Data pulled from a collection
— Start —
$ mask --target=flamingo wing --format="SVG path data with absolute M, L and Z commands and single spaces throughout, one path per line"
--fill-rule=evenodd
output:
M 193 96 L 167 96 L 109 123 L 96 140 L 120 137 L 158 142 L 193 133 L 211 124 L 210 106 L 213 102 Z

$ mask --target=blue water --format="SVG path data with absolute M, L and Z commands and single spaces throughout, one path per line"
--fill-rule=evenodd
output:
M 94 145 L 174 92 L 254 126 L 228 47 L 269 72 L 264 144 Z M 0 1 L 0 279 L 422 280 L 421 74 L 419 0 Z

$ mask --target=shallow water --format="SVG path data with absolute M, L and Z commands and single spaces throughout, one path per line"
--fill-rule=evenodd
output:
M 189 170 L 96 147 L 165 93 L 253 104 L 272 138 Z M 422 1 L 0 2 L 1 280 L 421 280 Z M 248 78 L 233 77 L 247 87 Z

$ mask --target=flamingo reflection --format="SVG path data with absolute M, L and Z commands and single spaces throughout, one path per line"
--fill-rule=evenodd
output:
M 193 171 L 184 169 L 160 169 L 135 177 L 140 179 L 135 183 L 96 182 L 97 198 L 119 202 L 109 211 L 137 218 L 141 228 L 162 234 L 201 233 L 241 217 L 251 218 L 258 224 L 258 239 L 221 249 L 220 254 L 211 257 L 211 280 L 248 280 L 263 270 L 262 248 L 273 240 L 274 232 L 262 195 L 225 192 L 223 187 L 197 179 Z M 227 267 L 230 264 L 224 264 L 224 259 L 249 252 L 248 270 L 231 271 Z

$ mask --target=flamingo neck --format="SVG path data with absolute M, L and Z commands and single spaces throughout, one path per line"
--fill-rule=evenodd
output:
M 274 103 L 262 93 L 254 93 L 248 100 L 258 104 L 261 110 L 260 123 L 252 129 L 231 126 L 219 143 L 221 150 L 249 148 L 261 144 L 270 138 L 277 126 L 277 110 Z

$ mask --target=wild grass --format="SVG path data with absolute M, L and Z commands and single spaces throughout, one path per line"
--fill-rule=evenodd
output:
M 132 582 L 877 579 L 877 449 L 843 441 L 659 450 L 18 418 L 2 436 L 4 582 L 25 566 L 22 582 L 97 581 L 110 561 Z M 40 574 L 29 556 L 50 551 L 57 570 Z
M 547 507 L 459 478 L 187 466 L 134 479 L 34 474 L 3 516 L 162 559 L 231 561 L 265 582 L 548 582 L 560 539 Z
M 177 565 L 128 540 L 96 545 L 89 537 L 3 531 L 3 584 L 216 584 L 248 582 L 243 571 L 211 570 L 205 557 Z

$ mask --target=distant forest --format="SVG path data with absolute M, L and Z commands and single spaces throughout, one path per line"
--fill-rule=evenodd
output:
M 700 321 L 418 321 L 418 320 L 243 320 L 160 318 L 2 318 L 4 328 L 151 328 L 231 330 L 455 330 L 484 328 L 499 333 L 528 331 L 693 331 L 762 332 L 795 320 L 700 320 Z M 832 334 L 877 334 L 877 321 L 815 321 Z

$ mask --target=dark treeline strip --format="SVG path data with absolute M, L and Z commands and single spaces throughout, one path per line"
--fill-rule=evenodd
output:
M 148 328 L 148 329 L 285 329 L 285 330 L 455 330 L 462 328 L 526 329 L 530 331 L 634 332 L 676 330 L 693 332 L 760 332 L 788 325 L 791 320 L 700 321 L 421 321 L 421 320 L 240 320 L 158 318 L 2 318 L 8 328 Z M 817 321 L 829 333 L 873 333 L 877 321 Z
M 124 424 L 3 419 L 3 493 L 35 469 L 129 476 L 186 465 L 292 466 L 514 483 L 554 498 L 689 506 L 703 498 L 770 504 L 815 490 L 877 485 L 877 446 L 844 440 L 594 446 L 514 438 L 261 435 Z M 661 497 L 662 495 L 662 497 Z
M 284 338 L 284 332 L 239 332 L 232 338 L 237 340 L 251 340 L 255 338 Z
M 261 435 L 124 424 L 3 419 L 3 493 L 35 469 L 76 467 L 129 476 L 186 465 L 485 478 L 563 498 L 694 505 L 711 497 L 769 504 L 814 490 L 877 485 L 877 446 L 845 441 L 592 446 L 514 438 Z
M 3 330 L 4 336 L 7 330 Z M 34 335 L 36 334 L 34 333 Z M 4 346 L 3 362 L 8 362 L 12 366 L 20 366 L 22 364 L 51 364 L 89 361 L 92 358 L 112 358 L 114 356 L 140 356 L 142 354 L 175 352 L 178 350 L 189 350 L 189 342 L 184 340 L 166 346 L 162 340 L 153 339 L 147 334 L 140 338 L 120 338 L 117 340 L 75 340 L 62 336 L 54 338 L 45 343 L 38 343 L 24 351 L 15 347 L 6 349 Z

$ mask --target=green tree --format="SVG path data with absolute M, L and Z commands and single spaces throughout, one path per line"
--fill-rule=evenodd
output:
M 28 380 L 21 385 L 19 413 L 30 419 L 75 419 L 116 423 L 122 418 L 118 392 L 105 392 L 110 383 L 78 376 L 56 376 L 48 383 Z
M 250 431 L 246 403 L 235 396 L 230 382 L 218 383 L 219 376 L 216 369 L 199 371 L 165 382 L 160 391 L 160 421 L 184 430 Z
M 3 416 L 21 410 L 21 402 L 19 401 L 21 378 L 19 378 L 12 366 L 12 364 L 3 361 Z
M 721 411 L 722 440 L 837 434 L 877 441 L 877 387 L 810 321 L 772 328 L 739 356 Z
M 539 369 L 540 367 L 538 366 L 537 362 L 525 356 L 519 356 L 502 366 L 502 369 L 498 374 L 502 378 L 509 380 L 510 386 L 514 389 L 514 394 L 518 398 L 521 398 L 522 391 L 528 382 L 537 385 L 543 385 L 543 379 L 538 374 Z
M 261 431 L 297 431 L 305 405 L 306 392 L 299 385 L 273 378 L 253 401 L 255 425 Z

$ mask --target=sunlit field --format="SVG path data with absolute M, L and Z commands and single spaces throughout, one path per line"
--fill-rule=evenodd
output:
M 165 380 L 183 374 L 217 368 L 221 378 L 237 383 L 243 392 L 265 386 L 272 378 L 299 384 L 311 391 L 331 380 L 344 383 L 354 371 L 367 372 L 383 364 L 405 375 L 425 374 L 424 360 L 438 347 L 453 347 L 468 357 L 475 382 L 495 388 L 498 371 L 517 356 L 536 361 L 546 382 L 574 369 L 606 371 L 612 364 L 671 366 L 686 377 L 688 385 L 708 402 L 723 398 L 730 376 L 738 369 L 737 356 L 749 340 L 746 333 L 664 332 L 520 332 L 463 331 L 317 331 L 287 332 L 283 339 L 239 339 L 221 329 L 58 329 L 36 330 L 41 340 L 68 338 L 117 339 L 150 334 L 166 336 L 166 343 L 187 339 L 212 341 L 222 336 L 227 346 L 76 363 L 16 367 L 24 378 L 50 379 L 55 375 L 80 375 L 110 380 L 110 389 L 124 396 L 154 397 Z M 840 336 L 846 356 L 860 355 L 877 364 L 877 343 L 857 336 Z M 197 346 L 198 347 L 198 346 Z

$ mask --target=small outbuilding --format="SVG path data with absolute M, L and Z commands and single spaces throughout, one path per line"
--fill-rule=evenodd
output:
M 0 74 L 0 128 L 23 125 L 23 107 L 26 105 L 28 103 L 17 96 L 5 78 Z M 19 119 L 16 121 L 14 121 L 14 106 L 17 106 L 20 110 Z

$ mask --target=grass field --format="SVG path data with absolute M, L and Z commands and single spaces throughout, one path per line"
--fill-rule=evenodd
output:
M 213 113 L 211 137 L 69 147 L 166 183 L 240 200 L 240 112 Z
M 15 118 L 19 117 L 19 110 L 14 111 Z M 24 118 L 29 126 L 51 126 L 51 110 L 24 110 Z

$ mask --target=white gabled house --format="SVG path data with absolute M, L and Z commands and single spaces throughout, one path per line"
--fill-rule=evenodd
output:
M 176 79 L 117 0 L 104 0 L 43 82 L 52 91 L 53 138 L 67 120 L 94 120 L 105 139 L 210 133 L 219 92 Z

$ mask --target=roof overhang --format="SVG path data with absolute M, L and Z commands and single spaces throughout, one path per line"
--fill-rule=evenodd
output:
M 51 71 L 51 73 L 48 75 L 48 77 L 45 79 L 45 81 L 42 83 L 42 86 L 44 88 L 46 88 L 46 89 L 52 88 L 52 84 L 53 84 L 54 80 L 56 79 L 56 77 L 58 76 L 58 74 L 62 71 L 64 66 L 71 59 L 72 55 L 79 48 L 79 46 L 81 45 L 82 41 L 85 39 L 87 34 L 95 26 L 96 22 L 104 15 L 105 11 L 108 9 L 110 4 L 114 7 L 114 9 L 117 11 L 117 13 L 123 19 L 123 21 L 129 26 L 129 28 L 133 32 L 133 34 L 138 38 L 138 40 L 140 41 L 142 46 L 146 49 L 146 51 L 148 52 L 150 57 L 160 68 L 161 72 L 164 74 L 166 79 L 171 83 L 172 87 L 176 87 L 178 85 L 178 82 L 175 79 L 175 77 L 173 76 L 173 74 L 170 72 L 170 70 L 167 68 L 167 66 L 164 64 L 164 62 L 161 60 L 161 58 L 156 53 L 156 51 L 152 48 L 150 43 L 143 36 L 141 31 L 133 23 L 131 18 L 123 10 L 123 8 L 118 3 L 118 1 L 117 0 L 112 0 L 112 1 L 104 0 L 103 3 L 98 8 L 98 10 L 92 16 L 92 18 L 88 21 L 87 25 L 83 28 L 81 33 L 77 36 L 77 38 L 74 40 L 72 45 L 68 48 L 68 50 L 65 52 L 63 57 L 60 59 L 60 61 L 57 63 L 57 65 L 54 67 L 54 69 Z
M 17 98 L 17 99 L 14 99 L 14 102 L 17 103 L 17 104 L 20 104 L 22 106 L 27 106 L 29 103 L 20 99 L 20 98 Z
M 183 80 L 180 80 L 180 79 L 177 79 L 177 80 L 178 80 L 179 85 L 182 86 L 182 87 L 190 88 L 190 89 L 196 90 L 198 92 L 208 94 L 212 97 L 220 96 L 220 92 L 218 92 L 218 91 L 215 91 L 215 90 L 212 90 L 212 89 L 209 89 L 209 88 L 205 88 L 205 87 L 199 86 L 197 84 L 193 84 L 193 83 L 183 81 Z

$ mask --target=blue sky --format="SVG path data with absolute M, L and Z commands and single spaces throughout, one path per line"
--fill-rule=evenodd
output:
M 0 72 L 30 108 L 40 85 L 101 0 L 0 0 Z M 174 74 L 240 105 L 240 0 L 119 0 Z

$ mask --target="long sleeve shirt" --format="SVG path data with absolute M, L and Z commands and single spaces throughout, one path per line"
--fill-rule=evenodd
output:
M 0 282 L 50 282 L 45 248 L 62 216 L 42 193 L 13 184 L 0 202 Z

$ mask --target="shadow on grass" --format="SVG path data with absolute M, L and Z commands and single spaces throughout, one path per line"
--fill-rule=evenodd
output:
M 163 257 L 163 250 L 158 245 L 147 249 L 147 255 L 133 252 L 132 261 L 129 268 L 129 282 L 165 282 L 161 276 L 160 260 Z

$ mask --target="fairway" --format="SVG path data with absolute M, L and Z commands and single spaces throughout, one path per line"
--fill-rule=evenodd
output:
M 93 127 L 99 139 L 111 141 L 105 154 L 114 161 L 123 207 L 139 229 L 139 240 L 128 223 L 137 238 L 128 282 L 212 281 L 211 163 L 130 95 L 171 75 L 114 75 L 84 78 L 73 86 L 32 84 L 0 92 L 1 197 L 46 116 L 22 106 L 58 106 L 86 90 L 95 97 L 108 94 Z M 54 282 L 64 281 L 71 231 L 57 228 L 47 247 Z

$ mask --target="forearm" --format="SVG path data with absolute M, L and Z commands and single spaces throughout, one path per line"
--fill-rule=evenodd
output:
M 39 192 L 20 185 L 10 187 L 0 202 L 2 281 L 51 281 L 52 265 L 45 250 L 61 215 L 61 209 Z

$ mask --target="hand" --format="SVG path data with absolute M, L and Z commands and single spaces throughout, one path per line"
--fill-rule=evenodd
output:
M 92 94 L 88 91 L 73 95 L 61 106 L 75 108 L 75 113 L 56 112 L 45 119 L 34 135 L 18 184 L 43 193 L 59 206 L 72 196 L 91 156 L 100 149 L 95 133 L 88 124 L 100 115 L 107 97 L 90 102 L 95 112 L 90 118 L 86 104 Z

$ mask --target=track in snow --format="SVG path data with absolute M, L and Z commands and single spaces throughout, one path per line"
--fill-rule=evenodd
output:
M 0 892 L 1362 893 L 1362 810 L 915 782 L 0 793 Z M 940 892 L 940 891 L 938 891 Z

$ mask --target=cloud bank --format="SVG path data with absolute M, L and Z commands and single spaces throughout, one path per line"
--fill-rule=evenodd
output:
— End —
◆ EXERCISE AIM: Pull out every line of the items above that contains the string "blue".

◆ RESULT BELOW:
$ mask --target=blue water --format="SVG path data with absolute M, L and Z commands and single spaces throughout, one path per line"
$ mask --target=blue sky --format="SVG path data with absolute M, L and Z commands and single spaces throughout, one path per line"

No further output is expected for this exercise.